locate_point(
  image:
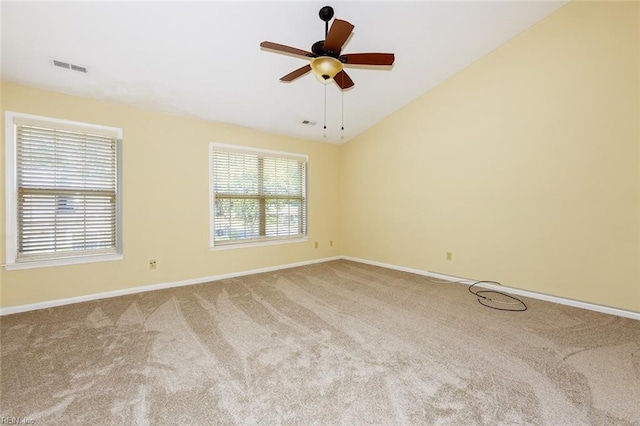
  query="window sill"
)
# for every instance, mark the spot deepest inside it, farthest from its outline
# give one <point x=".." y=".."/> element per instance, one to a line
<point x="62" y="261"/>
<point x="258" y="244"/>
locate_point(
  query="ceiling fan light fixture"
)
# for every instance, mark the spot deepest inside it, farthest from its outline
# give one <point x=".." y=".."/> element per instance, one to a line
<point x="325" y="68"/>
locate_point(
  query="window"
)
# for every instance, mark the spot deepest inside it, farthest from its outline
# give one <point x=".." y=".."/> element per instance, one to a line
<point x="62" y="192"/>
<point x="257" y="196"/>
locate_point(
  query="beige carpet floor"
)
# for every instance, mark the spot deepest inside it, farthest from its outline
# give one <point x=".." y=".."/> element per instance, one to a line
<point x="327" y="344"/>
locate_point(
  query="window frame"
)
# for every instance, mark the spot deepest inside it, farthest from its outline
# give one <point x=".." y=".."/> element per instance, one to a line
<point x="11" y="192"/>
<point x="243" y="243"/>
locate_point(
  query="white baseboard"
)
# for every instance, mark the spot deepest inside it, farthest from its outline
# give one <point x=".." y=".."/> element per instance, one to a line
<point x="132" y="290"/>
<point x="569" y="302"/>
<point x="518" y="292"/>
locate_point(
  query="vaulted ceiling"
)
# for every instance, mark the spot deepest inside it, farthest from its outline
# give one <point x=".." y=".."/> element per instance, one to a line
<point x="202" y="59"/>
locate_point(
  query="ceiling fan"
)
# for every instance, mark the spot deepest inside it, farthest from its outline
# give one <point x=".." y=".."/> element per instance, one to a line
<point x="327" y="62"/>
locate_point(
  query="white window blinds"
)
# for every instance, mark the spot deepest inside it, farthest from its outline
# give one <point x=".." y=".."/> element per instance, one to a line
<point x="257" y="195"/>
<point x="66" y="182"/>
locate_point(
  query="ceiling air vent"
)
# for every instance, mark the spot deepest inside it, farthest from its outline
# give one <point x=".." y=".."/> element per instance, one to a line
<point x="69" y="66"/>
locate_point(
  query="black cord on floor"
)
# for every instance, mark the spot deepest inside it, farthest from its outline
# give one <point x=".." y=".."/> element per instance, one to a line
<point x="483" y="298"/>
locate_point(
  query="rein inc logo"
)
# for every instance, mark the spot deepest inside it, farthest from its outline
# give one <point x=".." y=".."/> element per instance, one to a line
<point x="9" y="420"/>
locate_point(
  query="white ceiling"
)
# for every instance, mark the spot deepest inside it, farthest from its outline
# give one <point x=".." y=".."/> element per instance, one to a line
<point x="202" y="59"/>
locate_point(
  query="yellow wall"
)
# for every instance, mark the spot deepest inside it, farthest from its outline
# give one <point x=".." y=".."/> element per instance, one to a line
<point x="166" y="202"/>
<point x="525" y="165"/>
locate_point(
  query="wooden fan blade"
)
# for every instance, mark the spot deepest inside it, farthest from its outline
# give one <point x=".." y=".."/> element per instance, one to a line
<point x="281" y="48"/>
<point x="368" y="58"/>
<point x="297" y="73"/>
<point x="343" y="80"/>
<point x="338" y="34"/>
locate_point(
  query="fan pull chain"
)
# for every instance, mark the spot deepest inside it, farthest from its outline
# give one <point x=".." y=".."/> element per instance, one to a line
<point x="325" y="112"/>
<point x="342" y="128"/>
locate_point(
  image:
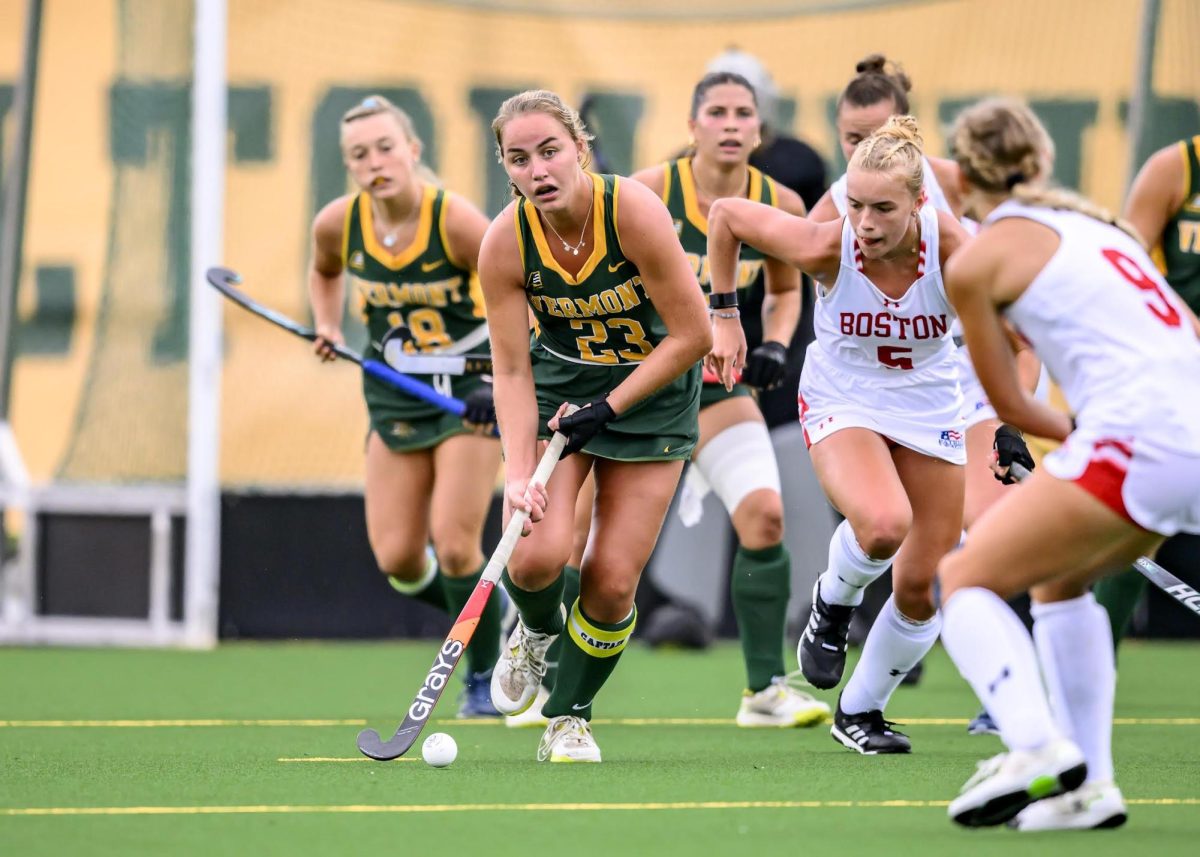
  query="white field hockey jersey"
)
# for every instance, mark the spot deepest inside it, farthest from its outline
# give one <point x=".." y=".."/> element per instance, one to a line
<point x="861" y="329"/>
<point x="934" y="195"/>
<point x="1111" y="331"/>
◇ ◇ ◇ ◇ ◇ ◇ ◇
:: What this task involves ::
Output a faithful copy of the data, with each picture left out.

:: Solution for this problem ::
locate_point(
  image:
  query="window sill"
)
# for every instance, mark the spot deepest inside it, farthest from its outline
# give one <point x=".." y=".."/> element per instance, one to a line
<point x="62" y="261"/>
<point x="258" y="244"/>
locate_point(
  query="ceiling fan light fixture"
)
# for every instance, mark the spot deepest inside it, farthest from its outline
# give one <point x=".." y=".."/> element per instance, one to a line
<point x="325" y="68"/>
locate_point(
  query="window"
)
# for every instance, mark the spot deepest inside it, farthest from its outline
# give one <point x=".." y=".."/> element per instance, one to a line
<point x="62" y="192"/>
<point x="257" y="196"/>
locate_point(
  query="beige carpet floor"
)
# for every instance, mark the spot deepest inside it, farthest from its outline
# give one <point x=".." y=".."/> element per instance, one to a line
<point x="327" y="344"/>
locate_point(
  query="window frame"
)
# for every instance, mark the spot deepest inside it, farthest from its outline
# give one <point x=".." y=".."/> element per instance, one to a line
<point x="11" y="192"/>
<point x="243" y="243"/>
locate_point(
  query="white baseboard"
)
# for every instance, mark the spot deepest inside it, farthest from its outline
# give one <point x=".." y=".."/> element per instance, one to a line
<point x="132" y="290"/>
<point x="569" y="302"/>
<point x="518" y="292"/>
locate_point(
  query="vaulted ceiling"
)
# for every instance, mark the spot deepest inside it, farthest from its outline
# give one <point x=".." y=".."/> element per instance, one to a line
<point x="202" y="59"/>
locate_point(
  query="ceiling fan"
)
# for every instance, mark the spot deepest inside it, farthest from its outline
# give one <point x=".." y=".."/> element per instance, one to a line
<point x="327" y="62"/>
locate_point(
  query="white window blinds"
)
# for every instance, mark the spot deepest inside it, farthest from its outline
# give one <point x=".." y=".."/> element per instance, one to a line
<point x="257" y="195"/>
<point x="66" y="182"/>
locate_point(
  query="ceiling air vent"
)
# for every instance, mark the spot deepest inside it, farthest from its outline
# give one <point x=".." y=".."/> element per instance, one to a line
<point x="69" y="66"/>
locate_point(
  query="black cord on floor"
)
# for every instance, mark the spot deepest inside it, farthest from its outline
# give one <point x=".." y=".."/> element per instance, one to a line
<point x="483" y="298"/>
locate_point(
  query="rein inc logo"
)
# for every instance, mark the spot deepest inside it, farthest from its outline
# give one <point x=".." y=".."/> element per instance, one to a line
<point x="9" y="420"/>
locate_point(
  query="white ceiling"
)
# for every instance, mark the spot deepest inside it, farthest from its outline
# give one <point x=".." y=".."/> element per instance, one to a line
<point x="202" y="59"/>
locate_point(
  query="yellow wall"
)
# for every instance, mark the spot deepest inside it, farthest from its outline
# give one <point x=".." y=".."/> element per instance, one to a line
<point x="166" y="202"/>
<point x="525" y="165"/>
locate_point(
  query="wooden fan blade"
)
# for every instance, mark the spot deepest inside it, farthest from its outline
# give one <point x=".." y=".."/> element per instance, one to a line
<point x="281" y="48"/>
<point x="368" y="58"/>
<point x="297" y="73"/>
<point x="343" y="80"/>
<point x="338" y="34"/>
locate_point(
  query="fan pull chain"
)
# for every instance, mark the spot deepest inside it, farthest from its outline
# give one <point x=".." y=".."/> element per instance, one to a line
<point x="325" y="112"/>
<point x="342" y="128"/>
locate_point(
  image:
  query="white field hockey jersey"
)
# for every instance, mark the spot deepest inside it, farthest from its outline
# give one <point x=".." y=".."/> element per instance, one to a line
<point x="861" y="329"/>
<point x="934" y="195"/>
<point x="1111" y="331"/>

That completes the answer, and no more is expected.